## TASK TO COMPLETE
Leave out the pictures and copy everything else below exactly.

## LISTING
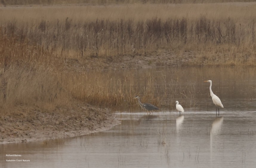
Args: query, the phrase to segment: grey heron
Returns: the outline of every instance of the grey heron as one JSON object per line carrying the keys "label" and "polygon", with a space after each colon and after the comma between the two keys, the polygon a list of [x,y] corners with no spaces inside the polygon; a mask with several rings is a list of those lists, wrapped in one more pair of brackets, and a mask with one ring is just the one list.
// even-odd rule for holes
{"label": "grey heron", "polygon": [[219,97],[213,94],[213,92],[212,92],[212,81],[210,80],[206,80],[206,81],[204,81],[204,82],[209,82],[210,83],[210,93],[211,94],[211,96],[212,97],[212,101],[213,102],[213,104],[215,105],[216,106],[216,115],[217,115],[217,106],[218,106],[218,109],[219,110],[219,114],[220,115],[220,108],[219,107],[221,107],[222,108],[224,108],[223,107],[223,105],[222,103],[221,103],[221,101]]}
{"label": "grey heron", "polygon": [[[141,102],[140,98],[138,96],[135,96],[134,99],[138,99],[138,102],[139,102],[140,105],[143,109],[148,111],[152,110],[159,110],[159,109],[157,107],[150,103],[141,103]],[[150,112],[149,112],[149,113],[150,113]]]}

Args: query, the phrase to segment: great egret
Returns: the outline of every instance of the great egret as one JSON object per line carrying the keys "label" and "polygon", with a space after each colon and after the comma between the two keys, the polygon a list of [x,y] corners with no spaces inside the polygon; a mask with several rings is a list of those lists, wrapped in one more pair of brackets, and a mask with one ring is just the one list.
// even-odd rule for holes
{"label": "great egret", "polygon": [[223,105],[222,103],[221,103],[221,101],[220,101],[220,99],[219,97],[213,94],[213,92],[212,92],[212,81],[210,80],[206,80],[206,81],[204,81],[204,82],[209,82],[211,84],[210,85],[210,93],[211,94],[211,96],[212,97],[212,101],[213,102],[213,104],[215,105],[216,106],[216,115],[217,115],[217,106],[218,106],[218,109],[219,110],[219,114],[220,115],[220,108],[219,107],[221,107],[222,108],[224,108],[223,107]]}
{"label": "great egret", "polygon": [[[155,107],[153,105],[152,105],[149,103],[142,103],[141,102],[141,99],[140,97],[136,96],[134,97],[134,99],[138,99],[138,102],[139,104],[141,107],[141,108],[143,109],[145,109],[146,110],[159,110],[157,107]],[[149,112],[149,113],[150,113]]]}
{"label": "great egret", "polygon": [[175,102],[176,103],[176,109],[178,111],[178,112],[180,112],[180,116],[181,116],[181,112],[182,113],[184,112],[184,109],[183,109],[183,108],[181,106],[181,105],[179,104],[179,102],[176,101]]}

## RESULT FOR THIS EXERCISE
Args: query, the phrase to segment: grey heron
Returns: the outline of every instance of the grey heron as one JSON object per line carrying the keys "label" and "polygon", with a space after each colon and after the comma between the two keys, the polygon a list of [x,y] corners with no spaces inside the polygon; a mask with several rings is a list of those lists, wrapped in one more pair of brackets, and a mask with one ring is just the one list.
// even-odd rule for holes
{"label": "grey heron", "polygon": [[219,97],[213,94],[213,92],[212,92],[212,81],[210,80],[206,80],[206,81],[204,81],[204,82],[209,82],[210,83],[210,93],[211,94],[211,96],[212,97],[212,101],[213,102],[213,104],[215,105],[216,106],[216,115],[217,115],[217,106],[218,106],[218,109],[219,110],[219,114],[220,115],[220,108],[219,107],[221,107],[222,108],[224,108],[223,107],[223,105],[222,103],[221,103],[221,101]]}
{"label": "grey heron", "polygon": [[[141,102],[140,98],[138,96],[135,96],[134,99],[138,99],[138,102],[139,102],[140,105],[143,109],[148,111],[152,110],[159,110],[159,109],[157,107],[150,103],[141,103]],[[150,112],[149,112],[149,113],[150,113]]]}

Args: query, the phrase to segment: great egret
Returns: the outline of every instance of the great egret as one JSON object per line carrying the keys "label" and "polygon", with a space after each colon and after the comma between the two keys, the polygon a list of [x,y] corners with no spaces inside the polygon; a mask with several rings is a list of those lists, wrapped in one more pair of brackets, and a mask with one ring is just the one list.
// even-odd rule for holes
{"label": "great egret", "polygon": [[223,105],[222,103],[221,103],[221,101],[220,101],[220,99],[219,97],[213,94],[213,92],[212,92],[212,81],[210,80],[206,80],[206,81],[204,81],[204,82],[209,82],[211,84],[210,85],[210,93],[211,94],[211,96],[212,97],[212,101],[213,102],[213,104],[215,105],[216,106],[216,115],[217,115],[217,106],[218,106],[218,109],[219,110],[219,114],[220,115],[220,108],[219,107],[221,107],[222,108],[224,108],[223,107]]}
{"label": "great egret", "polygon": [[[155,107],[153,105],[152,105],[149,103],[142,103],[141,102],[141,99],[140,97],[136,96],[134,97],[134,99],[138,99],[138,102],[139,104],[141,107],[141,108],[143,109],[145,109],[146,110],[159,110],[157,107]],[[149,112],[149,113],[150,113]]]}
{"label": "great egret", "polygon": [[175,102],[176,103],[176,109],[178,111],[178,112],[180,112],[180,116],[181,116],[181,112],[182,113],[184,112],[184,109],[183,109],[183,108],[181,106],[181,105],[179,104],[179,102],[176,101]]}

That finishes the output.